▶ [ТЕКСТ ДЛЯ ЧТЕНИЯ]:

15. Перманентный кризис.

             Последний феномен, обобщающий действие всех вышеперечисленных негативных явлений, может трактоваться как хронический социальный кризис. Многочисленные частные проявления последнего ощущаются населением России уже второе десятилетие и не составляют никакой тайны. Ещё совсем недавно, во времена Ельцина, бытовало мнение что частная собственность в сочетании с рынком, всевластным президентом-реформатором и помощью Запада - сами всё устроят наилучшим образом. Но сегодня, при президенте Медведеве, уже стала очевидна нелепость этой надежды.
       Так же стал очевиден и тот факт, что основной источник дохода, позволяющей нашей стране выживать и даже как-то подрастать, не скатываясь в долговую яму - экспортная выручка сырьевых отраслей. Ущербность подобного состояния режет глаз – стоит только начать сравнивать с нами развитые страны запада и востока, импортирующие большинство потребляемых ресурсов и тем не менее - живущих на порядок лучше и основательнее России. Они дают нам наглядный урок - как может народ, полноценно используя свои способности и комплекс ресурсов занимаемой территории, обеспечивать не только себя лично, но и покрывать львиную часть затрат по содержанию своей демократической и благоустроенной страны.
 

16. Реформа техосмотра как социальный эксперимент..

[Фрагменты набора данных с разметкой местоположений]
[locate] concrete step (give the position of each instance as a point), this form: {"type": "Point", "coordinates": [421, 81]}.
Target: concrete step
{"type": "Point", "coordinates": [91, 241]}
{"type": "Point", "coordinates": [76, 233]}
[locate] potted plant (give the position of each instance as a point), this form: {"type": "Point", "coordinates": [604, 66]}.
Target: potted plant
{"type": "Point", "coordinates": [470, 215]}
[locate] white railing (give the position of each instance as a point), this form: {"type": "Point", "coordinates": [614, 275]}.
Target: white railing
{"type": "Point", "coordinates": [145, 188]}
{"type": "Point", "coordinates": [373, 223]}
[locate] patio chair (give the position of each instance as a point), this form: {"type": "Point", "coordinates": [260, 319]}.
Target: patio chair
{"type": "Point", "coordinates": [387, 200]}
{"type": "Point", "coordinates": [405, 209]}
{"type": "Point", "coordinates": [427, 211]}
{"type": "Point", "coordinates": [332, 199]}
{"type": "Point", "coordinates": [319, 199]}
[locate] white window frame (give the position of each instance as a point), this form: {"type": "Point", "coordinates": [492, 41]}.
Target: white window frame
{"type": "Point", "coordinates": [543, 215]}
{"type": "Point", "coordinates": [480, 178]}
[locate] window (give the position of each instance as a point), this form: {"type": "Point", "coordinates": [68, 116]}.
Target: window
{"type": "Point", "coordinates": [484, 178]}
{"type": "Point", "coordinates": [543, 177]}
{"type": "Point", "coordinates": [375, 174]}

▶ [ЗАДАНИЯ]:
(1) Переведите на английский предложение из текста о кризисе: «Но сегодня, при президенте Медведеве, уже стала очевидна нелепость этой надежды».
(2) Перепишите отрывок текста о кризисе от слов «Так же стал» до слов «как социальный эксперимент..» включительно, заменив «львиную часть» на «большую часть».
(3) Что, согласно тексту о кризисе, служит основным источником дохода, который позволяет стране выживать?
Эти записи никак не связаны с текстом.

▶ [ОТВЕТЫ К ЗАДАНИЯМ]:
(1) But today, under President Medvedev, the absurdity of this hope has already become obvious.

(2)
Так же стал очевиден и тот факт, что основной источник дохода, позволяющей нашей стране выживать и даже как-то подрастать, не скатываясь в долговую яму - экспортная выручка сырьевых отраслей. Ущербность подобного состояния режет глаз – стоит только начать сравнивать с нами развитые страны запада и востока, импортирующие большинство потребляемых ресурсов и тем не менее - живущих на порядок лучше и основательнее России. Они дают нам наглядный урок - как может народ, полноценно используя свои способности и комплекс ресурсов занимаемой территории, обеспечивать не только себя лично, но и покрывать большую часть затрат по содержанию своей демократической и благоустроенной страны.
 

16. Реформа техосмотра как социальный эксперимент..

(3) Экспортная выручка сырьевых отраслей.